Excerpts of location labeling data
━━━━━━━━
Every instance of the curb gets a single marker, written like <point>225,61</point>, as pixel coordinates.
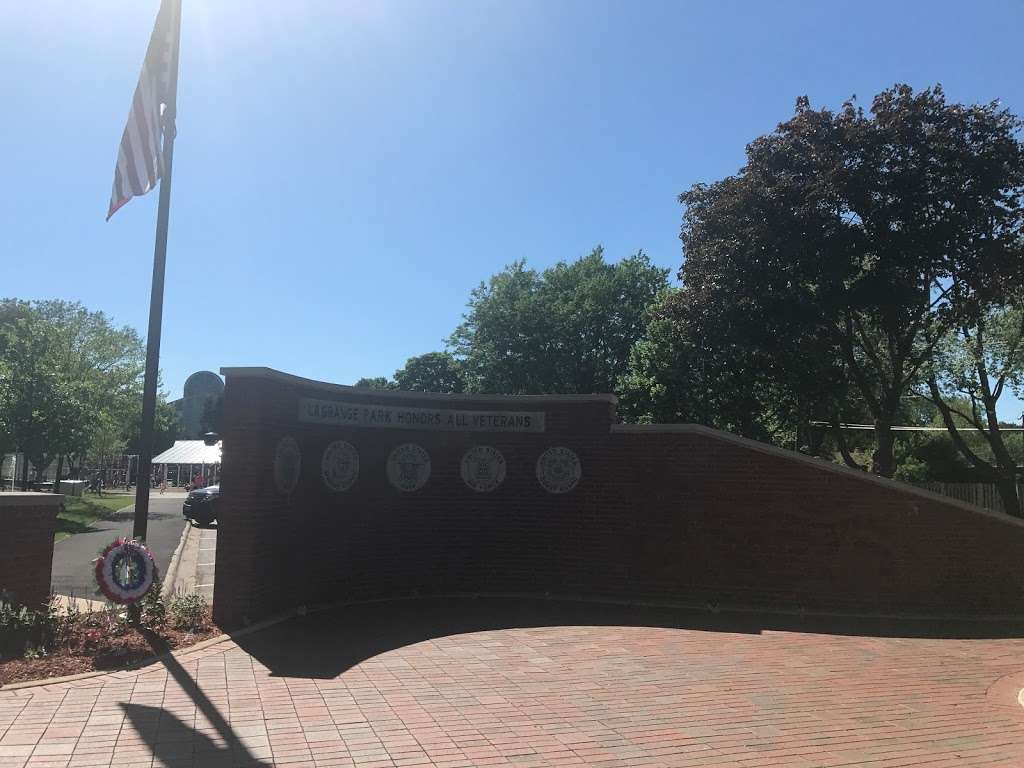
<point>150,660</point>
<point>172,567</point>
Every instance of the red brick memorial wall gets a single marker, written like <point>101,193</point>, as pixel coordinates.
<point>333,494</point>
<point>27,525</point>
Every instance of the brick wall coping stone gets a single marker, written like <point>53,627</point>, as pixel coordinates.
<point>12,499</point>
<point>269,373</point>
<point>821,464</point>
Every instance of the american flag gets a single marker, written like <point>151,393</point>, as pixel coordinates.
<point>139,162</point>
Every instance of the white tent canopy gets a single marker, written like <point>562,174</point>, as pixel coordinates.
<point>189,452</point>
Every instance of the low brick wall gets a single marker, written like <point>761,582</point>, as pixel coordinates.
<point>28,522</point>
<point>675,513</point>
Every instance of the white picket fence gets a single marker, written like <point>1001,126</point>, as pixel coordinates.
<point>980,494</point>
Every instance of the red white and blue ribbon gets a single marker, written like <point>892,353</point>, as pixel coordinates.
<point>125,570</point>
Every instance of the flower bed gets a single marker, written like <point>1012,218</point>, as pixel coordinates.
<point>43,643</point>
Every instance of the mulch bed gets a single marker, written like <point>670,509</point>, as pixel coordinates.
<point>87,649</point>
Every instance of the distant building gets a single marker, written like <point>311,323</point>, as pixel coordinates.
<point>201,388</point>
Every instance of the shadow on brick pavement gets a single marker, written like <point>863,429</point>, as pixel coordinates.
<point>326,643</point>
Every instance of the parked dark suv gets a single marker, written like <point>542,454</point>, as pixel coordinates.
<point>201,505</point>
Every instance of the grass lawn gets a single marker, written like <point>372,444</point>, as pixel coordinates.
<point>80,512</point>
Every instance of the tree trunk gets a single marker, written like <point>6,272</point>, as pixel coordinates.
<point>1008,493</point>
<point>884,461</point>
<point>56,477</point>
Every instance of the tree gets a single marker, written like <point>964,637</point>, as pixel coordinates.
<point>433,372</point>
<point>850,244</point>
<point>379,382</point>
<point>679,373</point>
<point>566,330</point>
<point>70,374</point>
<point>973,368</point>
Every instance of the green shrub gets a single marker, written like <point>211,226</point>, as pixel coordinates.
<point>188,612</point>
<point>26,631</point>
<point>154,609</point>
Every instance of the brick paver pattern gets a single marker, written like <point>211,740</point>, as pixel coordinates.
<point>558,695</point>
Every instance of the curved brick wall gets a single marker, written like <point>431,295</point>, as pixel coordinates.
<point>668,513</point>
<point>27,525</point>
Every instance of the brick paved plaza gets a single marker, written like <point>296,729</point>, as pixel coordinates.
<point>452,683</point>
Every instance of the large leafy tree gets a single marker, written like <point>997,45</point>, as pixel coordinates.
<point>433,372</point>
<point>852,243</point>
<point>71,378</point>
<point>377,382</point>
<point>565,330</point>
<point>972,370</point>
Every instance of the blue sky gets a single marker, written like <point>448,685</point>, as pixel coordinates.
<point>346,172</point>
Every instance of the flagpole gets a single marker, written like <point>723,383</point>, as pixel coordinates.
<point>157,293</point>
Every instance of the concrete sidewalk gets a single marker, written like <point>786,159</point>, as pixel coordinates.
<point>464,683</point>
<point>193,564</point>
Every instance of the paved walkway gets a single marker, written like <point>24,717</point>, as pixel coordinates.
<point>194,565</point>
<point>73,570</point>
<point>452,683</point>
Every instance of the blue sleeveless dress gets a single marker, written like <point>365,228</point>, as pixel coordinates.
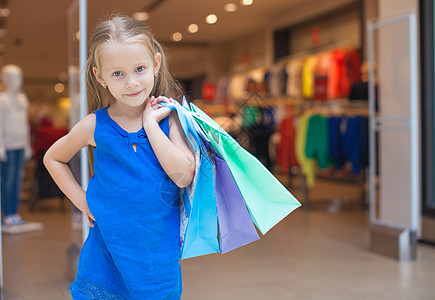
<point>133,250</point>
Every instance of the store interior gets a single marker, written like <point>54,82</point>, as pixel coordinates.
<point>289,80</point>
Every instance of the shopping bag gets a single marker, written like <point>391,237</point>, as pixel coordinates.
<point>201,235</point>
<point>267,200</point>
<point>198,211</point>
<point>235,225</point>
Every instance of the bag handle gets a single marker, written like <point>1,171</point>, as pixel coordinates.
<point>187,123</point>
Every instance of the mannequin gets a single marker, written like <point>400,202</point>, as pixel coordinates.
<point>14,141</point>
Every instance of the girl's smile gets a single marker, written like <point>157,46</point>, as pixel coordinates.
<point>134,94</point>
<point>128,71</point>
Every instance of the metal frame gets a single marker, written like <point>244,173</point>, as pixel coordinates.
<point>81,5</point>
<point>378,124</point>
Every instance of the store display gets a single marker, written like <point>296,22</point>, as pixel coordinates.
<point>266,199</point>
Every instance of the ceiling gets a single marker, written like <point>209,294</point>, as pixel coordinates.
<point>37,39</point>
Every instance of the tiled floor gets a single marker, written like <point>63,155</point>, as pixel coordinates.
<point>316,254</point>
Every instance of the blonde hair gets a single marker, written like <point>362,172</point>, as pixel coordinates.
<point>124,29</point>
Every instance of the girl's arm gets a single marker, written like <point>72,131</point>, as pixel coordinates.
<point>174,154</point>
<point>61,152</point>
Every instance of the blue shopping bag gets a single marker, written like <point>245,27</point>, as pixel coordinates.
<point>198,211</point>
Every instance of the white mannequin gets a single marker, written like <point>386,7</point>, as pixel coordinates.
<point>14,142</point>
<point>14,125</point>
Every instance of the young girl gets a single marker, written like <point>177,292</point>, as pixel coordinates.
<point>141,159</point>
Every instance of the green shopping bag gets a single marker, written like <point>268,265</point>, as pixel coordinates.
<point>268,201</point>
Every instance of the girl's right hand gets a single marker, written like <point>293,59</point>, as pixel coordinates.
<point>88,215</point>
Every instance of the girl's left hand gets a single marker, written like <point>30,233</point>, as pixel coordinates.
<point>155,113</point>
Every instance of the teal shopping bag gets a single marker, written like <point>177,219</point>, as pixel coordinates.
<point>198,211</point>
<point>268,201</point>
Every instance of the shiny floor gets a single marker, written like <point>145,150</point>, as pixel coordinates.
<point>321,253</point>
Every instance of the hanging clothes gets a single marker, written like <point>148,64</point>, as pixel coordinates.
<point>308,165</point>
<point>286,153</point>
<point>336,131</point>
<point>317,145</point>
<point>308,77</point>
<point>356,142</point>
<point>294,80</point>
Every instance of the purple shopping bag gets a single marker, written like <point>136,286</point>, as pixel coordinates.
<point>235,224</point>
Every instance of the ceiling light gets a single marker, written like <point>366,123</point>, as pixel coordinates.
<point>4,12</point>
<point>193,28</point>
<point>63,76</point>
<point>247,2</point>
<point>177,36</point>
<point>211,19</point>
<point>141,16</point>
<point>59,87</point>
<point>230,7</point>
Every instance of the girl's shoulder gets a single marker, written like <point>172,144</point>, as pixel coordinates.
<point>84,129</point>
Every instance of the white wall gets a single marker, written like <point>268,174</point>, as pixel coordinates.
<point>394,90</point>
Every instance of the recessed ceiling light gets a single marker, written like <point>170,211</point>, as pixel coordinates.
<point>141,16</point>
<point>63,76</point>
<point>177,36</point>
<point>193,28</point>
<point>59,87</point>
<point>230,7</point>
<point>211,19</point>
<point>4,12</point>
<point>247,2</point>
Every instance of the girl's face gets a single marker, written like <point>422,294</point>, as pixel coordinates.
<point>128,70</point>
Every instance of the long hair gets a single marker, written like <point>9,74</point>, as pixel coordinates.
<point>123,29</point>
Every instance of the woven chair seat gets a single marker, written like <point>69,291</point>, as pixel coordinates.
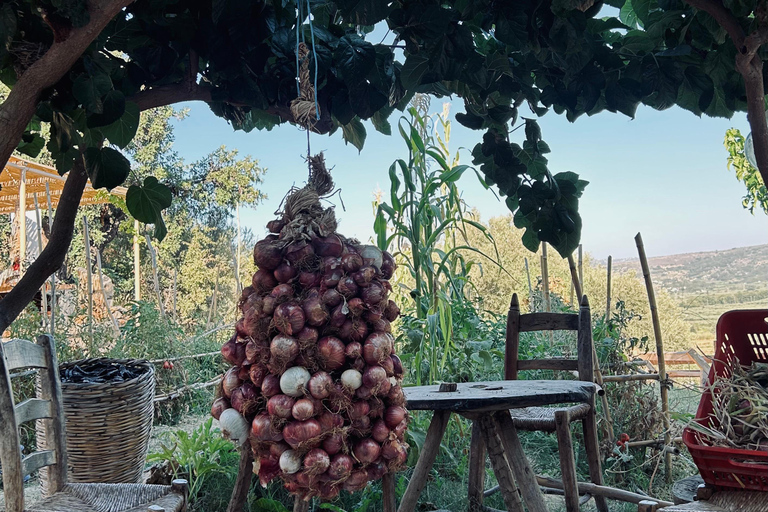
<point>543,418</point>
<point>110,498</point>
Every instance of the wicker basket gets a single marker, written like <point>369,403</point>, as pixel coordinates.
<point>108,424</point>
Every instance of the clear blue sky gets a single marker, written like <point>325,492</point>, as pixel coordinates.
<point>663,174</point>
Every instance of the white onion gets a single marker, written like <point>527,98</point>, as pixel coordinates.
<point>293,381</point>
<point>233,426</point>
<point>352,379</point>
<point>290,462</point>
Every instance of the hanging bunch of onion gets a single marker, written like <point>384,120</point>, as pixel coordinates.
<point>315,377</point>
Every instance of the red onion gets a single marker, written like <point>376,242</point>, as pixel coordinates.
<point>263,281</point>
<point>320,385</point>
<point>219,405</point>
<point>394,415</point>
<point>270,386</point>
<point>330,353</point>
<point>380,431</point>
<point>356,306</point>
<point>299,253</point>
<point>388,265</point>
<point>309,280</point>
<point>283,349</point>
<point>314,311</point>
<point>347,287</point>
<point>334,443</point>
<point>338,317</point>
<point>316,461</point>
<point>282,292</point>
<point>373,294</point>
<point>233,351</point>
<point>280,406</point>
<point>358,410</point>
<point>391,312</point>
<point>285,272</point>
<point>261,429</point>
<point>367,450</point>
<point>341,466</point>
<point>364,276</point>
<point>328,246</point>
<point>289,318</point>
<point>296,433</point>
<point>331,298</point>
<point>377,348</point>
<point>231,381</point>
<point>353,350</point>
<point>356,481</point>
<point>303,409</point>
<point>330,421</point>
<point>267,255</point>
<point>351,262</point>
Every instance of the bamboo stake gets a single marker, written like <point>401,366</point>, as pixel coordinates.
<point>23,220</point>
<point>87,240</point>
<point>659,352</point>
<point>528,273</point>
<point>608,292</point>
<point>153,259</point>
<point>43,297</point>
<point>107,304</point>
<point>53,276</point>
<point>575,283</point>
<point>136,263</point>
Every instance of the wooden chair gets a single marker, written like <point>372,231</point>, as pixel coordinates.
<point>65,497</point>
<point>558,419</point>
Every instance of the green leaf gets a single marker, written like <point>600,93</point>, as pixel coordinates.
<point>354,133</point>
<point>89,90</point>
<point>113,107</point>
<point>106,167</point>
<point>146,203</point>
<point>121,132</point>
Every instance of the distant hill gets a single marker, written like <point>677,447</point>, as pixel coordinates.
<point>707,284</point>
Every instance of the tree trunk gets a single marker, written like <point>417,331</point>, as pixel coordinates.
<point>52,257</point>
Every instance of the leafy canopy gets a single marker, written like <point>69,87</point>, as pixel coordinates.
<point>498,56</point>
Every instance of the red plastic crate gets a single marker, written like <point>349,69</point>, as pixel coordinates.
<point>741,335</point>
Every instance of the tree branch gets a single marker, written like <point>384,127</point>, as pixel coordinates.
<point>52,257</point>
<point>176,93</point>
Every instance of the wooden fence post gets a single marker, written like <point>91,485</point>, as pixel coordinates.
<point>659,352</point>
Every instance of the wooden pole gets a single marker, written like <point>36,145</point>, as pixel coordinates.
<point>575,282</point>
<point>136,263</point>
<point>23,220</point>
<point>115,325</point>
<point>608,292</point>
<point>53,276</point>
<point>87,240</point>
<point>43,297</point>
<point>153,259</point>
<point>659,352</point>
<point>528,273</point>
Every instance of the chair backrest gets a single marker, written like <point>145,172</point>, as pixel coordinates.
<point>47,407</point>
<point>517,323</point>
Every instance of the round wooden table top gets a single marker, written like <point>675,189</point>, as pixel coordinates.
<point>498,395</point>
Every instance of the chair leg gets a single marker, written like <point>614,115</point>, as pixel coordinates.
<point>592,447</point>
<point>476,469</point>
<point>567,461</point>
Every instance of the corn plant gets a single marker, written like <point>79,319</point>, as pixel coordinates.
<point>425,225</point>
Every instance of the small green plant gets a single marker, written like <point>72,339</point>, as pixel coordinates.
<point>199,456</point>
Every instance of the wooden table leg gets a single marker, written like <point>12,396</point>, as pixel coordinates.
<point>426,459</point>
<point>243,481</point>
<point>501,468</point>
<point>525,476</point>
<point>388,492</point>
<point>476,469</point>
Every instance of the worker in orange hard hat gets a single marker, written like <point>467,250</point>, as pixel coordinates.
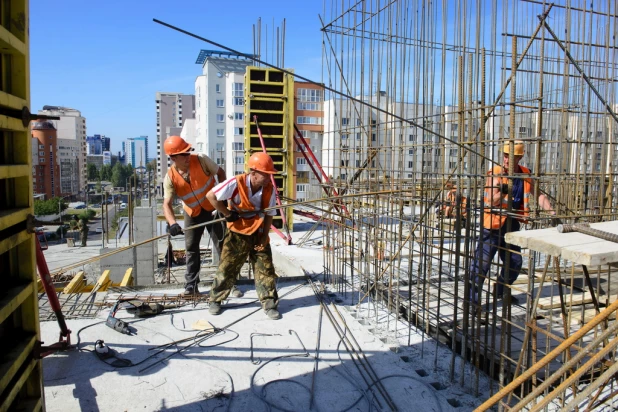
<point>189,178</point>
<point>243,201</point>
<point>499,220</point>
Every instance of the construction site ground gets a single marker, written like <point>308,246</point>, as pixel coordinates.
<point>218,373</point>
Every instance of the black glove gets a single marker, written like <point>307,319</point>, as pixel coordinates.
<point>234,216</point>
<point>175,230</point>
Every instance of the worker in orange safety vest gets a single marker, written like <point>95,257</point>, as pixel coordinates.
<point>498,220</point>
<point>189,178</point>
<point>242,200</point>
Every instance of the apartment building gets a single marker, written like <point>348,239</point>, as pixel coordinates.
<point>171,111</point>
<point>72,125</point>
<point>219,112</point>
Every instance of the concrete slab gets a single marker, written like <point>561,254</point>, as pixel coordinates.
<point>219,373</point>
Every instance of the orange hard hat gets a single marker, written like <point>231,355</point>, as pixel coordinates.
<point>175,144</point>
<point>261,162</point>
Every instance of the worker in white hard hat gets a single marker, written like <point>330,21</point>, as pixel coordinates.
<point>498,220</point>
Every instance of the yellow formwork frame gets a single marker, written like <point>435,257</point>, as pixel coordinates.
<point>269,94</point>
<point>20,370</point>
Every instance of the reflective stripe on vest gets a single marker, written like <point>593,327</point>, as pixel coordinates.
<point>193,194</point>
<point>249,222</point>
<point>494,219</point>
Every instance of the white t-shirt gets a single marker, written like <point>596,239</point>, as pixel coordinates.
<point>207,164</point>
<point>224,191</point>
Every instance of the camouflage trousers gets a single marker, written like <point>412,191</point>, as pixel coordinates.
<point>236,249</point>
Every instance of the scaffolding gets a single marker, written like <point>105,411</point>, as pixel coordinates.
<point>421,97</point>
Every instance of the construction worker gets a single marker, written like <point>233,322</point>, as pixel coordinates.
<point>496,222</point>
<point>189,178</point>
<point>247,195</point>
<point>82,225</point>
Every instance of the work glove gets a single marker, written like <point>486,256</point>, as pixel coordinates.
<point>175,230</point>
<point>234,216</point>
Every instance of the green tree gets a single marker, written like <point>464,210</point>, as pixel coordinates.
<point>93,173</point>
<point>49,207</point>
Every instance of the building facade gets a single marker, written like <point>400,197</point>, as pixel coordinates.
<point>219,112</point>
<point>72,125</point>
<point>171,111</point>
<point>46,170</point>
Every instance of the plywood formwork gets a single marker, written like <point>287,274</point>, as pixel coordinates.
<point>20,369</point>
<point>424,95</point>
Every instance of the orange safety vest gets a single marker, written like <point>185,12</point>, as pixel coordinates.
<point>249,223</point>
<point>494,219</point>
<point>193,195</point>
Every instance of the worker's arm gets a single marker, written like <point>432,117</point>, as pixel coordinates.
<point>263,240</point>
<point>168,211</point>
<point>220,206</point>
<point>493,186</point>
<point>221,175</point>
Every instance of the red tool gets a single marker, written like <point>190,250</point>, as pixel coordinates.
<point>65,334</point>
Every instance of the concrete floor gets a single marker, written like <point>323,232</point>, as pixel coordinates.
<point>201,378</point>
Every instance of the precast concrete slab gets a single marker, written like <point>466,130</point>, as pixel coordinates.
<point>252,363</point>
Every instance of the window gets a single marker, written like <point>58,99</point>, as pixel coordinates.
<point>308,120</point>
<point>238,90</point>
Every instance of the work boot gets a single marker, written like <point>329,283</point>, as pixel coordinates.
<point>273,314</point>
<point>191,290</point>
<point>237,293</point>
<point>214,308</point>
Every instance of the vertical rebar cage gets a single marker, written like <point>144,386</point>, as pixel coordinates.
<point>438,89</point>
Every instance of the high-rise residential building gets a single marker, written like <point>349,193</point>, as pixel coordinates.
<point>45,171</point>
<point>69,152</point>
<point>136,151</point>
<point>106,143</point>
<point>72,125</point>
<point>219,112</point>
<point>308,104</point>
<point>172,110</point>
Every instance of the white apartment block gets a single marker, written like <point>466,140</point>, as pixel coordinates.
<point>71,126</point>
<point>219,111</point>
<point>172,109</point>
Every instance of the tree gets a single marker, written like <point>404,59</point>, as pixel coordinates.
<point>49,207</point>
<point>93,173</point>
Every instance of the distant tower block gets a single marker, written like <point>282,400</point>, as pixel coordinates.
<point>269,95</point>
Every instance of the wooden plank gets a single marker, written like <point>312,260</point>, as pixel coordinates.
<point>14,359</point>
<point>12,299</point>
<point>103,282</point>
<point>127,280</point>
<point>76,284</point>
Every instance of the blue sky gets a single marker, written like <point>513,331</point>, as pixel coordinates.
<point>108,59</point>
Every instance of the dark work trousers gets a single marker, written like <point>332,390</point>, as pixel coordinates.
<point>192,243</point>
<point>490,242</point>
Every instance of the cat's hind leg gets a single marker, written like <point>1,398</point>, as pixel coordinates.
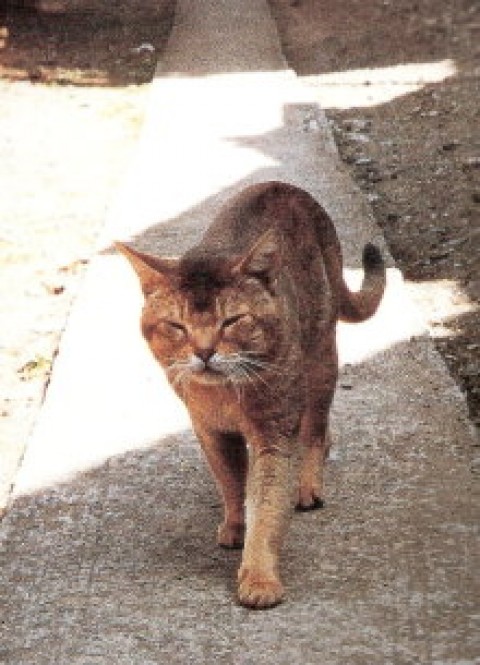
<point>315,452</point>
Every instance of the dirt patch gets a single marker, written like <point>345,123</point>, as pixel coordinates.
<point>94,47</point>
<point>73,90</point>
<point>416,155</point>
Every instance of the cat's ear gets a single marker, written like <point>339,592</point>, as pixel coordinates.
<point>262,259</point>
<point>153,272</point>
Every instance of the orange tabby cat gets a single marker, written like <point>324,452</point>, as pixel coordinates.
<point>244,326</point>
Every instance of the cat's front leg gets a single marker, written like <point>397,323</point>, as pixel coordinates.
<point>228,460</point>
<point>268,511</point>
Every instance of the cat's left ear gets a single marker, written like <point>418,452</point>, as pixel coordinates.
<point>263,258</point>
<point>153,272</point>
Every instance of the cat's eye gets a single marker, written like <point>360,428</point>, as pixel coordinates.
<point>232,320</point>
<point>174,325</point>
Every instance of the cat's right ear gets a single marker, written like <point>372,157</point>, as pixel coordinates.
<point>153,272</point>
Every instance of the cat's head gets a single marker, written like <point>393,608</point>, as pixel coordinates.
<point>210,318</point>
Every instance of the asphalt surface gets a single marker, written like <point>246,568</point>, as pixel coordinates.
<point>108,546</point>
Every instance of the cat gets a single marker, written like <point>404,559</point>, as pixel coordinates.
<point>244,326</point>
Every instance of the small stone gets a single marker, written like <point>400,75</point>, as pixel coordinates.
<point>363,161</point>
<point>450,145</point>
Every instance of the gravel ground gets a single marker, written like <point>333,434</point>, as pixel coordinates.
<point>416,156</point>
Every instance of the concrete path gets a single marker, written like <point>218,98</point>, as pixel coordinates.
<point>108,549</point>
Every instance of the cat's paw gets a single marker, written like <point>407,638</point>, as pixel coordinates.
<point>231,536</point>
<point>258,590</point>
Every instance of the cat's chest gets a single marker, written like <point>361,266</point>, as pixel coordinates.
<point>220,408</point>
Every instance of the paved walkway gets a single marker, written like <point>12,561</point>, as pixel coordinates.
<point>108,549</point>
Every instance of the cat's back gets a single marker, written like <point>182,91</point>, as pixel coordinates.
<point>257,208</point>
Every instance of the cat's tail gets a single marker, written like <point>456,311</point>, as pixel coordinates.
━━━━━━━━
Problem
Write out the items again from the line that contains "Every instance of the girl's smile" through the line that contains "<point>128,71</point>", keeping the request line and scaling each answer coordinate by 1.85, rounded to a whole number with halves rounded up. Leave the request and its sample point unchanged.

Answer to this task
Every instance of the girl's smile gets a single marker, written like <point>157,46</point>, as pixel coordinates.
<point>248,174</point>
<point>237,131</point>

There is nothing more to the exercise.